* Required action *
Report back every line below that carries the word "gold".

Stored data entries:
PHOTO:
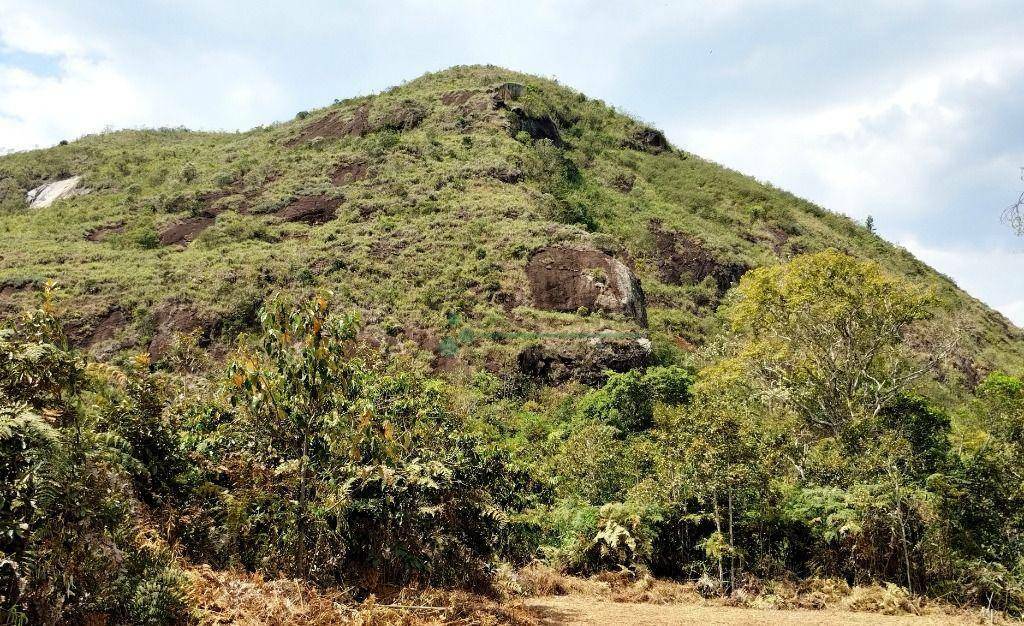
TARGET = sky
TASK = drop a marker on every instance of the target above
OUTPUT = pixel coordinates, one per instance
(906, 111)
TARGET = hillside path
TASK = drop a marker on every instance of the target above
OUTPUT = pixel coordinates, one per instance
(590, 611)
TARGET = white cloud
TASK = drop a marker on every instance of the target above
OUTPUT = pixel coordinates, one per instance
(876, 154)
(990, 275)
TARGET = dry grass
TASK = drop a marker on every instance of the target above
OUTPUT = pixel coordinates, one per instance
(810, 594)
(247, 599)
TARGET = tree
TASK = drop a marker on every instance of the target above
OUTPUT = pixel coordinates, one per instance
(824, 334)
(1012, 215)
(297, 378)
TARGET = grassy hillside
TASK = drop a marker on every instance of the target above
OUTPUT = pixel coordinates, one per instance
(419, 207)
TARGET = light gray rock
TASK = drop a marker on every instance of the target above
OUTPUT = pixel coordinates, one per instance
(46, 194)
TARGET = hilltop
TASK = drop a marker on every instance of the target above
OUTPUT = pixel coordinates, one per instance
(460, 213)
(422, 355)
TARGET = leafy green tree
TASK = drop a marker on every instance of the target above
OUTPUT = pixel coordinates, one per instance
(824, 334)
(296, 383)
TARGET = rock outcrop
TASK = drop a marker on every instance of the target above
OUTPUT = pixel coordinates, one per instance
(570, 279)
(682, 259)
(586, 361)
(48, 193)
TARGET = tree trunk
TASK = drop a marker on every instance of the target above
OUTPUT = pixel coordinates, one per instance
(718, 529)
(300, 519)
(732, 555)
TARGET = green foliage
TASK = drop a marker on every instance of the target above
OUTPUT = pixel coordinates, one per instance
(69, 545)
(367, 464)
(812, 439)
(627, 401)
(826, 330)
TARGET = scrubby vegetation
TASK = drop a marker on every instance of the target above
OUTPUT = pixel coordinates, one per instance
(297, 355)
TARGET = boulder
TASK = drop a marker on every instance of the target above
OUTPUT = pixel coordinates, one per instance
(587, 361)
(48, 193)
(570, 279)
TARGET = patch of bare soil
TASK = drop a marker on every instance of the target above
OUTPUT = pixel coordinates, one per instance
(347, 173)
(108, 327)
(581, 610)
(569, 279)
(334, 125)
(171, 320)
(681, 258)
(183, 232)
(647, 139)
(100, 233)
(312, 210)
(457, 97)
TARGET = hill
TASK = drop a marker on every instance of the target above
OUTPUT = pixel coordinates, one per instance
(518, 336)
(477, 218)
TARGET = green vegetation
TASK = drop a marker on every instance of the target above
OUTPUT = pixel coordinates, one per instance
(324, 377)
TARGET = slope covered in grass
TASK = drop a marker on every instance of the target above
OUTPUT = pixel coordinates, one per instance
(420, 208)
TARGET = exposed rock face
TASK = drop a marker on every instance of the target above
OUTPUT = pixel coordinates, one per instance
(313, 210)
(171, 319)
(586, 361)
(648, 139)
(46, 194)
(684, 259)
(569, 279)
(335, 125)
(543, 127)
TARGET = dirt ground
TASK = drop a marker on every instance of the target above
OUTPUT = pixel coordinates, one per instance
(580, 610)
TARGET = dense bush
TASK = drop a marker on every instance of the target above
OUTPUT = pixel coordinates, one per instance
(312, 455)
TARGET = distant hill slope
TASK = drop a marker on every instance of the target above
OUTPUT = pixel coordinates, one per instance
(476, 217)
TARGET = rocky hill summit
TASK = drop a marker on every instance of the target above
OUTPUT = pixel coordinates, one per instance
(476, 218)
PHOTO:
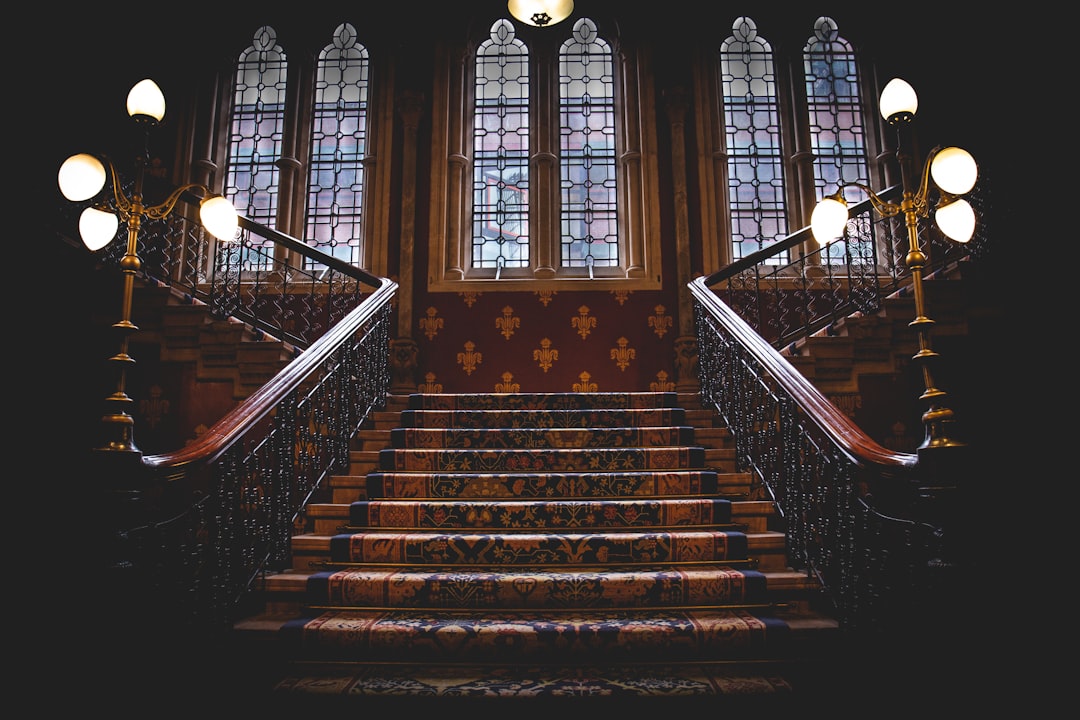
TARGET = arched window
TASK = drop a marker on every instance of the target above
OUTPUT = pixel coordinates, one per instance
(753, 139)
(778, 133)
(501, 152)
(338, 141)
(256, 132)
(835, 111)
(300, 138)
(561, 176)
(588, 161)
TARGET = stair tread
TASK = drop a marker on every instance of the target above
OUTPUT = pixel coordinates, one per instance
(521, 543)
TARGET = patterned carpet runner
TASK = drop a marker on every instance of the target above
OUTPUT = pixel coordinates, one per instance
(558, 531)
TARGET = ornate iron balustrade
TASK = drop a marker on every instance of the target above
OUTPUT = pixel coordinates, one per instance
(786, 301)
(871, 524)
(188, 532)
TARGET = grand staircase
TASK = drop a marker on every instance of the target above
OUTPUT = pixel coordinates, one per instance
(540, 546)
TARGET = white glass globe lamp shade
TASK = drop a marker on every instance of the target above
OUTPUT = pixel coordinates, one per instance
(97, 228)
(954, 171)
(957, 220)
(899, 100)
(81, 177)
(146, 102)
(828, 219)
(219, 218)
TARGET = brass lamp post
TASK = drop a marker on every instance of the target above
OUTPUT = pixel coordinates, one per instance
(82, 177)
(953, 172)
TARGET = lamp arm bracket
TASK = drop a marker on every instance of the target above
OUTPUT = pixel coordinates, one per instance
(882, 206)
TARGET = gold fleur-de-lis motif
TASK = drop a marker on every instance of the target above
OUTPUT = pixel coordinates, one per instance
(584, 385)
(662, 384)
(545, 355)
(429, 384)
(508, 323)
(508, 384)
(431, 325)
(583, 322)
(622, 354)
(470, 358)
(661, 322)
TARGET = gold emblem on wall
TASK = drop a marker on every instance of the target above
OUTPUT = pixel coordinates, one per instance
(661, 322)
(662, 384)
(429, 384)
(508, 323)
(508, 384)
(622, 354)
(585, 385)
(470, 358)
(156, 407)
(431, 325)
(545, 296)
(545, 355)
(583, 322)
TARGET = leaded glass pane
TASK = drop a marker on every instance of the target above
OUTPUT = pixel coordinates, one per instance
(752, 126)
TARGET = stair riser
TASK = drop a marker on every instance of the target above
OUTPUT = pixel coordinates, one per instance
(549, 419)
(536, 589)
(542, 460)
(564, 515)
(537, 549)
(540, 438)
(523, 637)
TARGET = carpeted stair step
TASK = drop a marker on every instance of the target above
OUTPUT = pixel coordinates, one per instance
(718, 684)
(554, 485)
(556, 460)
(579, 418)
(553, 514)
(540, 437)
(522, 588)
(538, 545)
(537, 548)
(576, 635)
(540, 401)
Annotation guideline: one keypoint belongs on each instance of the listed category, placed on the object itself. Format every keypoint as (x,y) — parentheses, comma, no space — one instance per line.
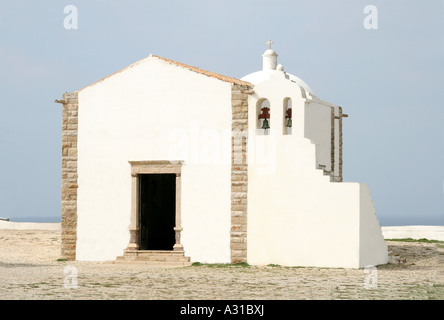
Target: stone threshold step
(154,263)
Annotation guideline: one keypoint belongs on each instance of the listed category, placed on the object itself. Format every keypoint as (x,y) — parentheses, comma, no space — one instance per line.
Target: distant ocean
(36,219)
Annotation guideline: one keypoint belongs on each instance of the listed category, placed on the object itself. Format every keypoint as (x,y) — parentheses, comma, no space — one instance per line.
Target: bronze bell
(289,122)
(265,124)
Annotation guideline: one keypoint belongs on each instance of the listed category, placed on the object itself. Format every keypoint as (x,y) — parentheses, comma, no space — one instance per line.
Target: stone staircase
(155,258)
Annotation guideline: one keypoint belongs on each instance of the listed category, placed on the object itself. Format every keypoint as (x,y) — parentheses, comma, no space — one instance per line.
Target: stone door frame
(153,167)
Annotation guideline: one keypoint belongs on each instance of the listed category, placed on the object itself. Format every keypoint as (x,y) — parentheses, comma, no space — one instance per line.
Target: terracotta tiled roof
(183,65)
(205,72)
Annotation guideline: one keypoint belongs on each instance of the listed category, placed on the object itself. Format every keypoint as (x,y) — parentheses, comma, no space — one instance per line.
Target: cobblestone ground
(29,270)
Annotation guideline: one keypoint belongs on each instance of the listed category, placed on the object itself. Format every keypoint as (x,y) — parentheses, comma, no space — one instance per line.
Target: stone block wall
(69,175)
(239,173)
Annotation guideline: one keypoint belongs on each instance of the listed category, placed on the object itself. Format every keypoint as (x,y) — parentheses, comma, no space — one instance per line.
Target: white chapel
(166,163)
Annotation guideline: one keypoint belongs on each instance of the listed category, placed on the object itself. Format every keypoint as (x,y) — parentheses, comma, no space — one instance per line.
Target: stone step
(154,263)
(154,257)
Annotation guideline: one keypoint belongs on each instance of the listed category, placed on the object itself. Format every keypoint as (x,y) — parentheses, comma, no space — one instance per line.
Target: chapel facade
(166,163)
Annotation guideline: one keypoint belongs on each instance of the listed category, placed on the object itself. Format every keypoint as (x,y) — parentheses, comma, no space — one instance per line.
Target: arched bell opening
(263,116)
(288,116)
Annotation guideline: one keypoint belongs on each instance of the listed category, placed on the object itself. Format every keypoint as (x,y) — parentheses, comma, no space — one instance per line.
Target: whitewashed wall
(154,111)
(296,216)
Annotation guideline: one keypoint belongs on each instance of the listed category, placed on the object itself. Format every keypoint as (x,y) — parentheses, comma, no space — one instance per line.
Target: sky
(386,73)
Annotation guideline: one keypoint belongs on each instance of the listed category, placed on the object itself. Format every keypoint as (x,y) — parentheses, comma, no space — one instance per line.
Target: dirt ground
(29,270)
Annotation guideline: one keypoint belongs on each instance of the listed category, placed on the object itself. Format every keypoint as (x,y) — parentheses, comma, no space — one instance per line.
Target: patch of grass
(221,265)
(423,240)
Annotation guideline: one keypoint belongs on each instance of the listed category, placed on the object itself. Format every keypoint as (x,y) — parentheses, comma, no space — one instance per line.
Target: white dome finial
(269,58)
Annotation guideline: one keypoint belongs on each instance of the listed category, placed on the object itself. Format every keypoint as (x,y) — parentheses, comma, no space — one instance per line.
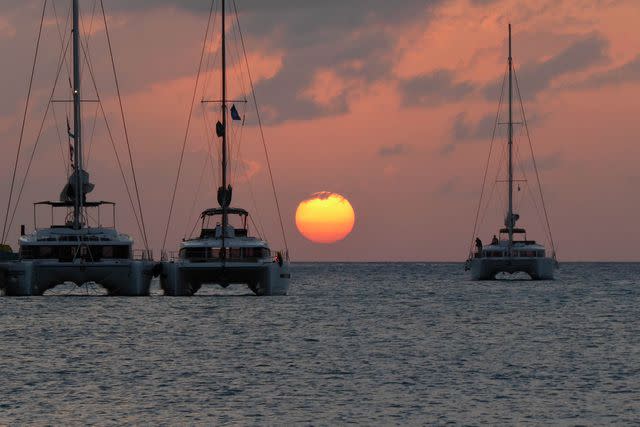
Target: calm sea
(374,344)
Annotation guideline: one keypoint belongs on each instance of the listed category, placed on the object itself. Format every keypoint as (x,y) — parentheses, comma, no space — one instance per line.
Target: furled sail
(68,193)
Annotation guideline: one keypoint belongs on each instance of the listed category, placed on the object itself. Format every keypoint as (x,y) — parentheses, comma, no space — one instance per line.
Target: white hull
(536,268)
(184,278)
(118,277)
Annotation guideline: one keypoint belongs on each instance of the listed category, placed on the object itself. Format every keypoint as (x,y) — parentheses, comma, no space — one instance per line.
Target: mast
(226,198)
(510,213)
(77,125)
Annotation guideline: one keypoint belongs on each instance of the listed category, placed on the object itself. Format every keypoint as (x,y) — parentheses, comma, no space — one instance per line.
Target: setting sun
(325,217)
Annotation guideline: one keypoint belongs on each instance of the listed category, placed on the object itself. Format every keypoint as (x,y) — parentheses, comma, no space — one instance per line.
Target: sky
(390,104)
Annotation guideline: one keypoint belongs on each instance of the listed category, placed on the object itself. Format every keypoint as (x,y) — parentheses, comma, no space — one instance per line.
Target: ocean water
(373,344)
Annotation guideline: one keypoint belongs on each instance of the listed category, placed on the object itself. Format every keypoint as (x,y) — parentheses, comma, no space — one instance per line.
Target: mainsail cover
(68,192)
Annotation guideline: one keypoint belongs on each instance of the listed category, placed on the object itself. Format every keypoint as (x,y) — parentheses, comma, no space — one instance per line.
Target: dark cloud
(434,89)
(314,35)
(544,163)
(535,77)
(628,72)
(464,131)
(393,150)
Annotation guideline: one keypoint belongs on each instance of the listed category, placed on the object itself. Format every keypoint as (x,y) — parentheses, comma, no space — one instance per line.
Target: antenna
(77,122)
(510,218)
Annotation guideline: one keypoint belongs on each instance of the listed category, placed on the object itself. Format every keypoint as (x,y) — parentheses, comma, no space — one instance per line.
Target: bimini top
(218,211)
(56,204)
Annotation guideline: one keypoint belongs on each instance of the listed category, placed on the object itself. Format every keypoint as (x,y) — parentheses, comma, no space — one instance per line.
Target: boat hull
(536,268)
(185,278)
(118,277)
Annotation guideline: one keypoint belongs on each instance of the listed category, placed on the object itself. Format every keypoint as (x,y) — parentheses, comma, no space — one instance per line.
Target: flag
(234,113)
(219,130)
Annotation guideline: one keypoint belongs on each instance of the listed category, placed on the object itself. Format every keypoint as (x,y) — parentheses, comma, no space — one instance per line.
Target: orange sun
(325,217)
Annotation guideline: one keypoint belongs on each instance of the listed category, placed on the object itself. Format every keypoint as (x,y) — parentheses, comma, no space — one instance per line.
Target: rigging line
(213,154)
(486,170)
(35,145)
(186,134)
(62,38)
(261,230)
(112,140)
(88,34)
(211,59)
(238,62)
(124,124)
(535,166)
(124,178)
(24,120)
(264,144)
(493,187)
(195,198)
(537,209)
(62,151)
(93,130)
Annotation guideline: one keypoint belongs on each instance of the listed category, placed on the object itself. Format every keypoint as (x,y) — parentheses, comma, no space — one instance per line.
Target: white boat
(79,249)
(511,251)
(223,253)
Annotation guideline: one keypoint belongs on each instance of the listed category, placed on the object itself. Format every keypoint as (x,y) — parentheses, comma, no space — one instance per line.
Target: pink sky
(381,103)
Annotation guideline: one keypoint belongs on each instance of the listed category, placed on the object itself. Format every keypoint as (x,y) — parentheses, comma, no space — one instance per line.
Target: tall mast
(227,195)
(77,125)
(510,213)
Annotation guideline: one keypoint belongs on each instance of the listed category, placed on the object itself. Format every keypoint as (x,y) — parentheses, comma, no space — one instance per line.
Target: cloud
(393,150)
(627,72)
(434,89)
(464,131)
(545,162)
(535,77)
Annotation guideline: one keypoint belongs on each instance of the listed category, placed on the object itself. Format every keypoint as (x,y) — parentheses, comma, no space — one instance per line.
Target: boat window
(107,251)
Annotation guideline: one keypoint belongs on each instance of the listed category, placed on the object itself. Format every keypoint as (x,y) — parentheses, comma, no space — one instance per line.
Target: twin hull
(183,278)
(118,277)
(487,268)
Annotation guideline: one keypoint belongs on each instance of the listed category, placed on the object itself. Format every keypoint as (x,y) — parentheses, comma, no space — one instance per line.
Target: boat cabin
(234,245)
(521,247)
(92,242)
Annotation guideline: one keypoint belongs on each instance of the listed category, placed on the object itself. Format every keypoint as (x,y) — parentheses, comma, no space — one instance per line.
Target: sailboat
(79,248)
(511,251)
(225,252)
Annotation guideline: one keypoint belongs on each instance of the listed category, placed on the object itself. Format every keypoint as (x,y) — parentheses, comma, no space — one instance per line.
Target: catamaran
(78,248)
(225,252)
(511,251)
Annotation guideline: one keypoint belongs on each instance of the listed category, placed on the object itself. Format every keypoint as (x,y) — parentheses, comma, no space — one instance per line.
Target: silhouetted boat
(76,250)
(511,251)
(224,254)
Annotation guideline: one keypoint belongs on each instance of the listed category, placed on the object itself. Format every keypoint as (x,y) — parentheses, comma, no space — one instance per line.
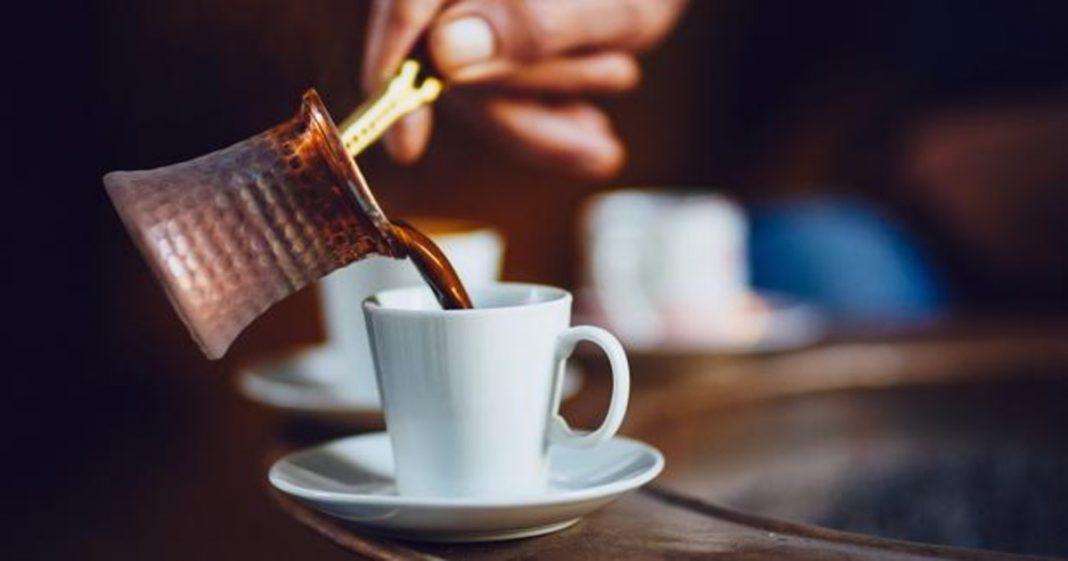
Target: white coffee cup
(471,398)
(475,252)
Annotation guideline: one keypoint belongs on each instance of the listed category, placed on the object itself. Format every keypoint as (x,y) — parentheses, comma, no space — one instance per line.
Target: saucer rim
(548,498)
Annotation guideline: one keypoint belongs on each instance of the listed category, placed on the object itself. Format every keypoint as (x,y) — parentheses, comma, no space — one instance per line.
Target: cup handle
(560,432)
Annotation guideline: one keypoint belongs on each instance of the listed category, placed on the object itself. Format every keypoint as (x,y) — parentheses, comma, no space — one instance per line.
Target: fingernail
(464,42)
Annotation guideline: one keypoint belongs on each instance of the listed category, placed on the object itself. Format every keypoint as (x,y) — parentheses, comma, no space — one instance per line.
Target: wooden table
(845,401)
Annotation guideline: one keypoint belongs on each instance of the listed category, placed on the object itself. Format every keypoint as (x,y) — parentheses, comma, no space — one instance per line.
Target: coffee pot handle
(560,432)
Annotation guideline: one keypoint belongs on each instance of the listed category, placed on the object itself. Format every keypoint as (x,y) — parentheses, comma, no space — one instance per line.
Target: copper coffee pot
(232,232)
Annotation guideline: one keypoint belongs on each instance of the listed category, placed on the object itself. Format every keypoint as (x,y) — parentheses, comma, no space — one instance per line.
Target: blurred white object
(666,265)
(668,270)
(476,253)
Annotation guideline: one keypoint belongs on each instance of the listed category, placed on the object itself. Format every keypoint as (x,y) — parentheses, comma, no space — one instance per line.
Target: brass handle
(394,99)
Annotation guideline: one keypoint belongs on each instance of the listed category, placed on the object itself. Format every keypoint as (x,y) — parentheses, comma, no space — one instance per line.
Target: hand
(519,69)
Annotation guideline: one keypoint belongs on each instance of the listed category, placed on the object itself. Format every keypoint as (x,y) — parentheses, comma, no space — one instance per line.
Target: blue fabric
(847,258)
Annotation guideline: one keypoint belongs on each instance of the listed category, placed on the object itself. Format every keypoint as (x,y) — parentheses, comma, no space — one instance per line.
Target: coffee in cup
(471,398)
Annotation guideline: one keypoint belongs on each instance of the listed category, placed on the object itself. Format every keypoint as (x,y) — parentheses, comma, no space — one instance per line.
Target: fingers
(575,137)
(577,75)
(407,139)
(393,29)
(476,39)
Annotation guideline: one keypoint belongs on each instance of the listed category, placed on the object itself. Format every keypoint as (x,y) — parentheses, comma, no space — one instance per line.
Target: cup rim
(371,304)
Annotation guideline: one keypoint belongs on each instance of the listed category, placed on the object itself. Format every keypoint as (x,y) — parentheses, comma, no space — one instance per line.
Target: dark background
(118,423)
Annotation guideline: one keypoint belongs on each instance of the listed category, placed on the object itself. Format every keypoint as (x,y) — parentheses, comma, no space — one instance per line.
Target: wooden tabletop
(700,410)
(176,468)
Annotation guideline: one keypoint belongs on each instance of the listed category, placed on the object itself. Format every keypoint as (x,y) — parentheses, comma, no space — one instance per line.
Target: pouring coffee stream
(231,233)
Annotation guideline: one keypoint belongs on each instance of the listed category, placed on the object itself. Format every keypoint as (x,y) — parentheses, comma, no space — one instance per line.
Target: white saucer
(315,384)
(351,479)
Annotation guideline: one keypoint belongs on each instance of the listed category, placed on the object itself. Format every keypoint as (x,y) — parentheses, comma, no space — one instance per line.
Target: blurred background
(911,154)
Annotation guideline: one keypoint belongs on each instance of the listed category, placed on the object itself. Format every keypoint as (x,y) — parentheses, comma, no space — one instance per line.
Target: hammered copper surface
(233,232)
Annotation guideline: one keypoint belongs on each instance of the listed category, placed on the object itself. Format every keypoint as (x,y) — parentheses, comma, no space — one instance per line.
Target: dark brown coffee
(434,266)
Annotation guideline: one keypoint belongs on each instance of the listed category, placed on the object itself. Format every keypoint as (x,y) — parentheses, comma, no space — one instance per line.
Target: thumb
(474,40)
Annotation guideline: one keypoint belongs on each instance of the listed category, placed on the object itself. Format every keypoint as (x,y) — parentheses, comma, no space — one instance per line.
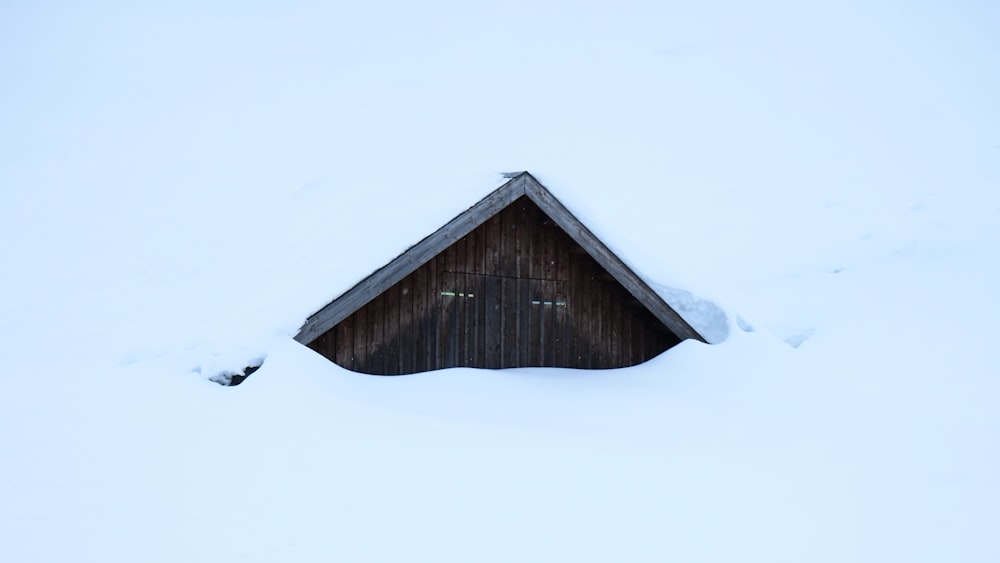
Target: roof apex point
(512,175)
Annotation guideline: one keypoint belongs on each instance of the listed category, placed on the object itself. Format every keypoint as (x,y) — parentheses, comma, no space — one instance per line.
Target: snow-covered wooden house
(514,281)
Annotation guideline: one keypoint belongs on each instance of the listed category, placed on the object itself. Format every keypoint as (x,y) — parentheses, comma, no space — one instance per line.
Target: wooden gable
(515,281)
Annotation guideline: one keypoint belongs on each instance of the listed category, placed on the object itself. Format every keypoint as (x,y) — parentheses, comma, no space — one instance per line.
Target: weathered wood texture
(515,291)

* Result of the task *
TARGET = gold fleur-de-lis motif
TARGET = gold emblem on wall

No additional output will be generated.